** Request **
Collect each row below that contains the word "outline", and copy those rows unchanged.

** Provided data **
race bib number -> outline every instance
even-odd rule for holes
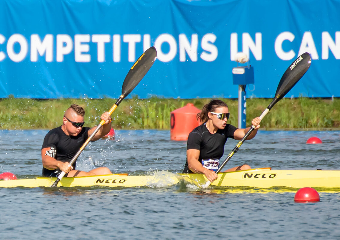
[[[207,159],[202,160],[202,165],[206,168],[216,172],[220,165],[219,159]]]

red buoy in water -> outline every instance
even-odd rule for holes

...

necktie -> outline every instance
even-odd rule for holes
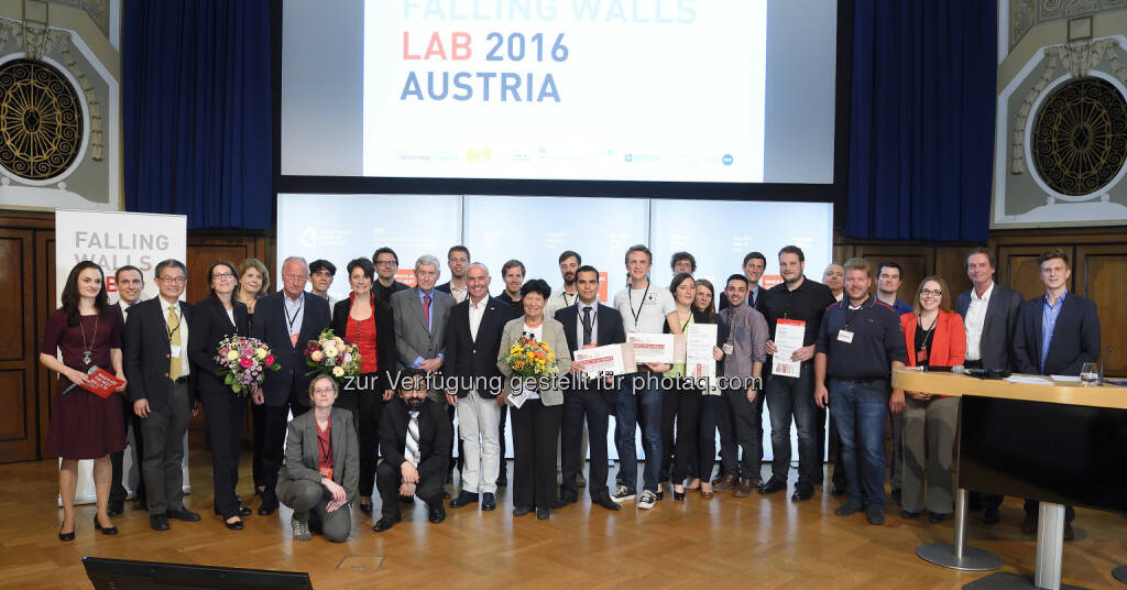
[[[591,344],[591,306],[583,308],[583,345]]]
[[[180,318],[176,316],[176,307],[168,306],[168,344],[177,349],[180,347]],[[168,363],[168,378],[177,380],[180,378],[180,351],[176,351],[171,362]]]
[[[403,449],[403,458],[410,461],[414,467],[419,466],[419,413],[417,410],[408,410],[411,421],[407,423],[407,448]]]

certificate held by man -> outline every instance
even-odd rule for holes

** Output of the task **
race bib number -> outline every instance
red buoy in water -> outline every instance
necktie -> outline every instance
certificate held by man -> outline every instance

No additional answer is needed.